▶ [Job]:
List every line below that contains the word "pixel".

━━━━━ Input material

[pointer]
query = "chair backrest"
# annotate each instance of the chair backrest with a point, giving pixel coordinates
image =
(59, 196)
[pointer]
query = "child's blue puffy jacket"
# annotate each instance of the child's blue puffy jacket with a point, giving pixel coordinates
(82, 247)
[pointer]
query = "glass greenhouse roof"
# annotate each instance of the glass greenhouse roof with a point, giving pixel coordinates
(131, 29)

━━━━━━━━━━
━━━━━ Input material

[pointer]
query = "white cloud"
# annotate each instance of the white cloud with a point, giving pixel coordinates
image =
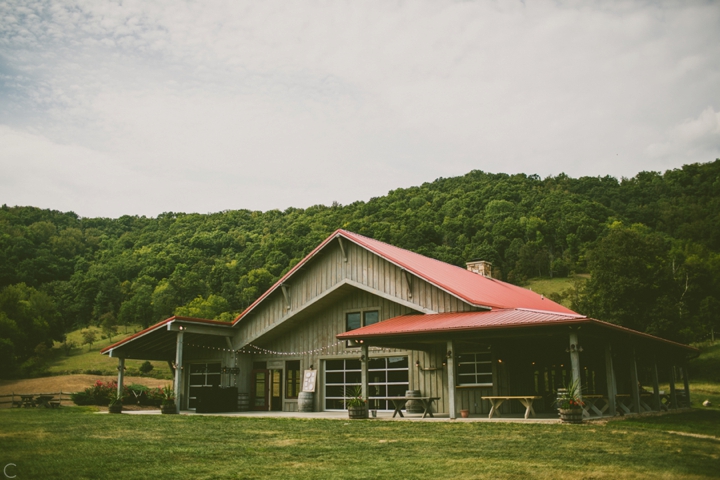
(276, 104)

━━━━━━━━━━

▶ [Full output]:
# annotate each instance of the chair backrest with a point, giving pixel coordinates
# annotate each instance of the child's blue puffy jacket with a point, giving pixel coordinates
# annotate each instance of the glass greenhouse roof with a point, giving pixel coordinates
# annotate each instance of the white cloud with a point, giving pixel coordinates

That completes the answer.